> [Task description]
Reproduce the listing exactly and skip over any pictures.

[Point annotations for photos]
-- BEGIN --

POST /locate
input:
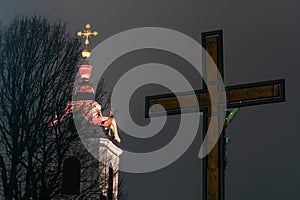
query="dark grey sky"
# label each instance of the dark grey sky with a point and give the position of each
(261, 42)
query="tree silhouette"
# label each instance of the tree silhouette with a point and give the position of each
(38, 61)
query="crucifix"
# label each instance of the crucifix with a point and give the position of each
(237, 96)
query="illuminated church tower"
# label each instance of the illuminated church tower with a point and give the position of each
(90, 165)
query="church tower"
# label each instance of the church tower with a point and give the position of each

-- END --

> [Reply to the exercise]
POST /locate
input:
query="dark grey sky"
# label each instance of the dark grey sky with a point and give the position of each
(261, 42)
query="tree silhouette"
# label each instance of the tree silhouette with a point and give the position of each
(38, 61)
query="crucifix"
# label each instance of the crucifix with a point and give the position of each
(237, 96)
query="illuminated church tower"
# label each instance of the illuminated church tower with a point and give the position of each
(90, 165)
query="church tower"
# label each instance of the church tower with a point and give the position of each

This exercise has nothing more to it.